%%
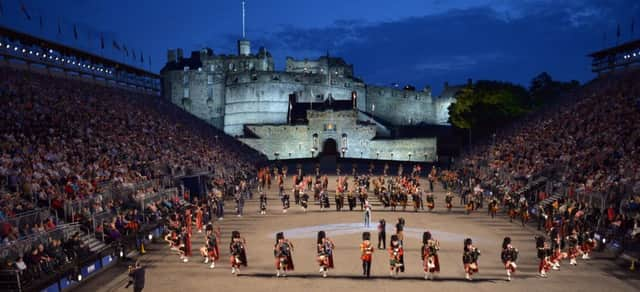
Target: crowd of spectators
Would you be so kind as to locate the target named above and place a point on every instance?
(70, 145)
(65, 140)
(591, 148)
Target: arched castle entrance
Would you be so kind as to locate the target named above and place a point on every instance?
(328, 158)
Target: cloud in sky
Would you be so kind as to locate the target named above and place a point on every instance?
(503, 40)
(420, 42)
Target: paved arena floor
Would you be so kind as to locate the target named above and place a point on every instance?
(165, 272)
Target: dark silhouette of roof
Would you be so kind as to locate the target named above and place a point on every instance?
(628, 46)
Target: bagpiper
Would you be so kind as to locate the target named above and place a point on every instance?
(285, 202)
(556, 248)
(448, 200)
(324, 250)
(366, 253)
(430, 261)
(263, 203)
(493, 207)
(431, 203)
(470, 258)
(283, 253)
(587, 244)
(396, 256)
(524, 211)
(238, 251)
(509, 257)
(304, 201)
(210, 251)
(572, 243)
(544, 254)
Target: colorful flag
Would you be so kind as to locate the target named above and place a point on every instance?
(24, 10)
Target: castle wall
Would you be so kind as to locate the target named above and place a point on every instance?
(205, 101)
(403, 107)
(294, 142)
(230, 91)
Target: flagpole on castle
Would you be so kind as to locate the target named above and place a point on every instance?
(243, 25)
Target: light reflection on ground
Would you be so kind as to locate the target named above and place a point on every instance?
(357, 228)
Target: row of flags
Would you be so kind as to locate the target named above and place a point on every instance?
(115, 45)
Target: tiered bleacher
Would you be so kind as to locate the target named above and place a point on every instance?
(90, 170)
(577, 164)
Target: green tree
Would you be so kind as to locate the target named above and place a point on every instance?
(488, 104)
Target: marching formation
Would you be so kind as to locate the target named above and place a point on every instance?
(564, 242)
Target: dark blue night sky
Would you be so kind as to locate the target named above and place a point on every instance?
(419, 42)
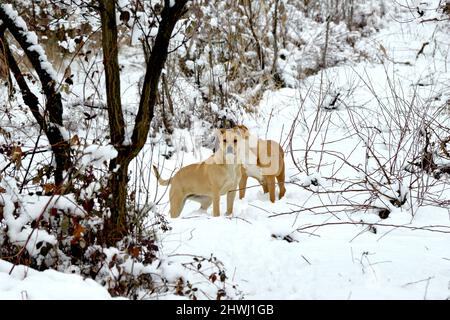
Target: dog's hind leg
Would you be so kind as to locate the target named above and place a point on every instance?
(205, 203)
(280, 179)
(216, 204)
(242, 185)
(231, 195)
(270, 180)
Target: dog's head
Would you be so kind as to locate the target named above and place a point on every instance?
(228, 144)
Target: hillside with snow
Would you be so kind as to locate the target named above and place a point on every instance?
(365, 215)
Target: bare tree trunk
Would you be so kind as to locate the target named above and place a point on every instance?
(53, 107)
(251, 23)
(117, 225)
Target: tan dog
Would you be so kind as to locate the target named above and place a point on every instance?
(206, 181)
(264, 161)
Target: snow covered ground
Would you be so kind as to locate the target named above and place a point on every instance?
(315, 244)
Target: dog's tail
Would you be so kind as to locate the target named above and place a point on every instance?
(160, 180)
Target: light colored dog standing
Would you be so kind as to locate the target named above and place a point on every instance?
(264, 161)
(206, 181)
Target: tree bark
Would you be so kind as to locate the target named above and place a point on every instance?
(53, 107)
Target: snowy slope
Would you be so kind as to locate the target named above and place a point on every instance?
(333, 261)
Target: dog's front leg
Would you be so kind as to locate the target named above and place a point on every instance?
(231, 195)
(216, 204)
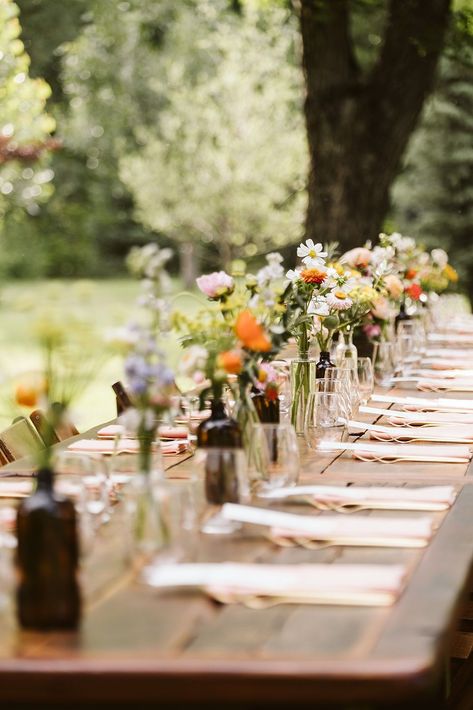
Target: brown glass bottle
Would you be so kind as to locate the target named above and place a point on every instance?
(48, 595)
(122, 398)
(267, 409)
(219, 429)
(323, 364)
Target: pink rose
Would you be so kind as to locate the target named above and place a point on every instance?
(360, 256)
(372, 330)
(381, 308)
(394, 285)
(216, 285)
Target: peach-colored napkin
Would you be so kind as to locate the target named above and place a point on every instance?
(432, 498)
(450, 353)
(122, 446)
(337, 529)
(447, 435)
(387, 453)
(445, 385)
(448, 374)
(13, 488)
(445, 365)
(401, 417)
(165, 432)
(348, 584)
(466, 339)
(413, 403)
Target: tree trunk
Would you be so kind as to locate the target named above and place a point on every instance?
(189, 264)
(358, 126)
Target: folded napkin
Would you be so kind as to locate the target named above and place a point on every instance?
(445, 374)
(400, 417)
(457, 435)
(336, 529)
(12, 488)
(122, 446)
(431, 498)
(194, 417)
(445, 385)
(386, 453)
(466, 339)
(165, 432)
(424, 403)
(450, 353)
(233, 582)
(439, 365)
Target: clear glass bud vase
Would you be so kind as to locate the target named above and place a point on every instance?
(302, 379)
(146, 508)
(346, 351)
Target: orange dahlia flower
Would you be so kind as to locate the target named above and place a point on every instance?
(251, 333)
(313, 276)
(230, 361)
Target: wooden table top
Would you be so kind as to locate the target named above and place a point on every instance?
(137, 644)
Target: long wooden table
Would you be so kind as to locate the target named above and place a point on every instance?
(138, 646)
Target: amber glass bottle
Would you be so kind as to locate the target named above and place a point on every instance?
(219, 429)
(48, 594)
(268, 409)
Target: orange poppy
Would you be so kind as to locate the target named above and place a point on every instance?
(313, 276)
(251, 333)
(230, 361)
(29, 392)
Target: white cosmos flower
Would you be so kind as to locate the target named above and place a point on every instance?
(312, 254)
(440, 257)
(319, 306)
(339, 300)
(293, 274)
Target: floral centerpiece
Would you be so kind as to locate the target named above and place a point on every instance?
(227, 341)
(150, 383)
(321, 298)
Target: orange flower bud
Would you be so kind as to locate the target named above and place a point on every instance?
(230, 361)
(313, 276)
(28, 392)
(251, 333)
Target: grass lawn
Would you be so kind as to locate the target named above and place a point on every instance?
(108, 304)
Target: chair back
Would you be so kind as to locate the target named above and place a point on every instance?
(20, 439)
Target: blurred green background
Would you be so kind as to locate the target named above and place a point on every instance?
(182, 122)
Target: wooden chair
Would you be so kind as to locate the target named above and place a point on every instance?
(62, 432)
(20, 439)
(122, 398)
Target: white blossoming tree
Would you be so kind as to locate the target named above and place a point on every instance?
(25, 127)
(225, 163)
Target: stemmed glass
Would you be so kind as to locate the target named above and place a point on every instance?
(365, 378)
(384, 363)
(324, 421)
(273, 456)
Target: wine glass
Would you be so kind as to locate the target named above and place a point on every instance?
(324, 421)
(273, 456)
(384, 359)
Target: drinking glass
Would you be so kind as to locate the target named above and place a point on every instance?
(273, 456)
(324, 419)
(384, 359)
(348, 374)
(406, 359)
(365, 378)
(221, 476)
(335, 382)
(284, 387)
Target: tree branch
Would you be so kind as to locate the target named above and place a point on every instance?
(327, 46)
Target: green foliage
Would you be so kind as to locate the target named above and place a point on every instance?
(433, 198)
(25, 127)
(224, 163)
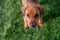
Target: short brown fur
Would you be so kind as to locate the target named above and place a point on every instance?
(32, 13)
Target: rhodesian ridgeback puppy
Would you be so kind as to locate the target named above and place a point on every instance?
(32, 13)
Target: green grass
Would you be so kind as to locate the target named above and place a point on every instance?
(12, 24)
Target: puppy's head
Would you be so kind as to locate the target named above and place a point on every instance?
(32, 15)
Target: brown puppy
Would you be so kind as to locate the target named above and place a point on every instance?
(32, 12)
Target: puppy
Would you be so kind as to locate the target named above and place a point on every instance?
(32, 13)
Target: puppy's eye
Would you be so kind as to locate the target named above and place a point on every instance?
(36, 15)
(27, 15)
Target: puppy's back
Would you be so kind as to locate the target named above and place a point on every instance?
(27, 2)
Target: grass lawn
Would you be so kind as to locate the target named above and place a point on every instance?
(12, 24)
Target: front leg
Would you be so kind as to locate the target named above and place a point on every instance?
(25, 24)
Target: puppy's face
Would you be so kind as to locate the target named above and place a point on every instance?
(32, 16)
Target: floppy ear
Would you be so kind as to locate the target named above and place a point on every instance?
(23, 10)
(41, 10)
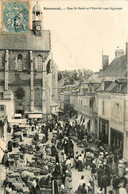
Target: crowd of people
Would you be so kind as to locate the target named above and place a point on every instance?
(108, 173)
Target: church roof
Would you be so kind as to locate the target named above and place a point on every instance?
(26, 41)
(117, 68)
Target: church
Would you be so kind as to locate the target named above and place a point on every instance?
(28, 74)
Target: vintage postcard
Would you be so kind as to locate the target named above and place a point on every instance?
(64, 97)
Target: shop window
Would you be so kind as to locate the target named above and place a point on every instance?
(103, 107)
(19, 62)
(39, 63)
(48, 68)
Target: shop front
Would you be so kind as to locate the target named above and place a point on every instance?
(117, 140)
(104, 130)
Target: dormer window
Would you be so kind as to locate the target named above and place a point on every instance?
(19, 62)
(39, 63)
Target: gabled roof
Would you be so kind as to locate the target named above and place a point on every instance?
(117, 68)
(26, 41)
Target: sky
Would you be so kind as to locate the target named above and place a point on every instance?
(80, 36)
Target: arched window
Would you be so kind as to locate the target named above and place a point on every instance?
(19, 62)
(48, 68)
(39, 63)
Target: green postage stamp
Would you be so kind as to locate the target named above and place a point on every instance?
(15, 16)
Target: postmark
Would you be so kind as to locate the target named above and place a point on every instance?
(15, 16)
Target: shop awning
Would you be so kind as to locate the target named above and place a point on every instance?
(35, 116)
(17, 115)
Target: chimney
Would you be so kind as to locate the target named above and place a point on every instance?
(105, 62)
(119, 52)
(127, 64)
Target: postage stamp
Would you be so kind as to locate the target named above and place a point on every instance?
(15, 16)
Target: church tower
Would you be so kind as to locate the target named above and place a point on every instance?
(37, 24)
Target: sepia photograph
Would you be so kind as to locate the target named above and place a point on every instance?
(63, 97)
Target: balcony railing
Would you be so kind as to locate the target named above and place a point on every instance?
(85, 110)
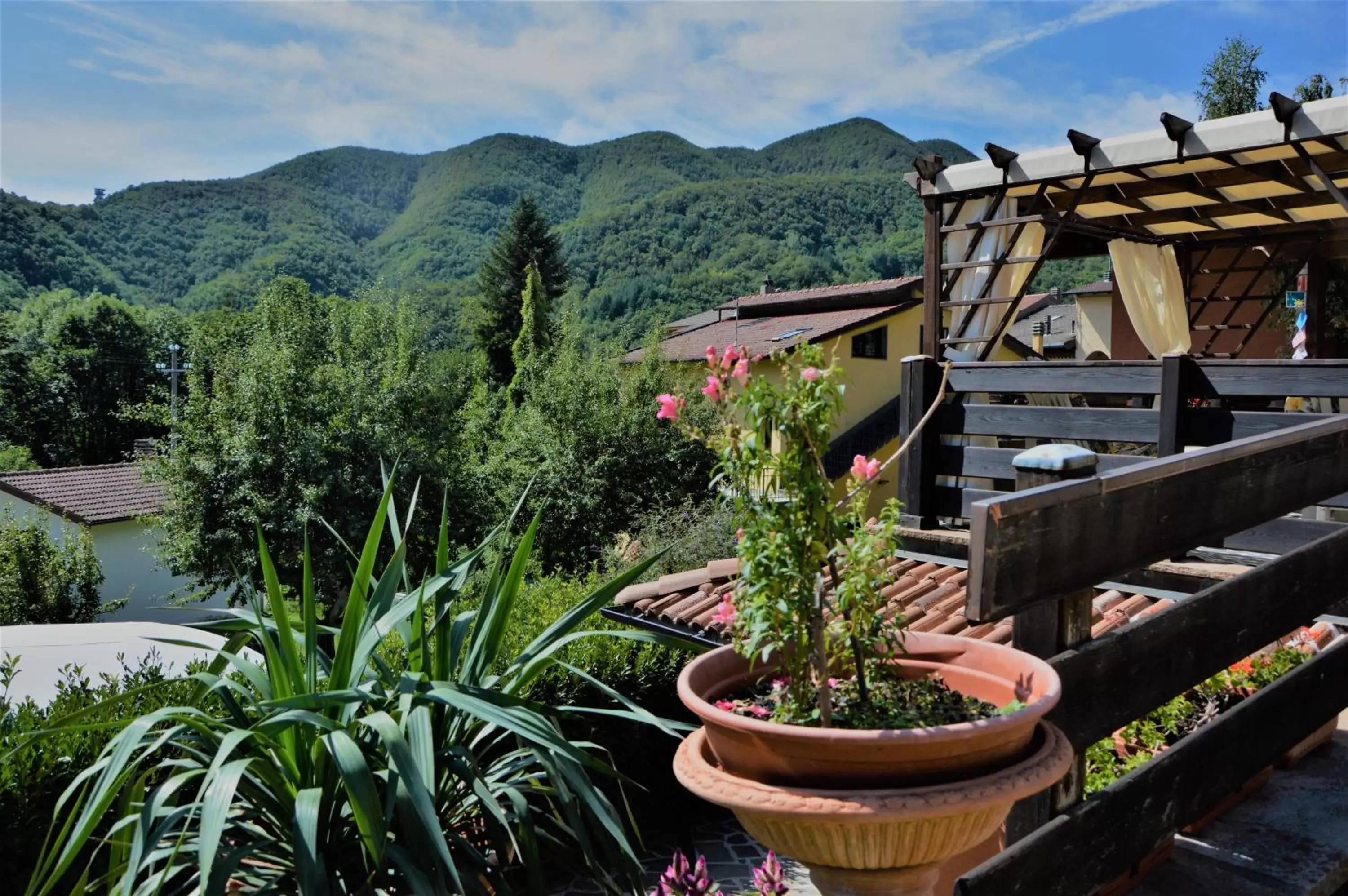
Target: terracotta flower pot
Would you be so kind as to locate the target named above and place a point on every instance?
(874, 841)
(778, 754)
%%
To do:
Return all lines from the entries that contain the string "glass".

Solution for this problem:
Target: brown glass bottle
Target: clear glass bud vase
Target: amber glass bottle
Target: stemmed glass
Target: wine glass
Target: drinking glass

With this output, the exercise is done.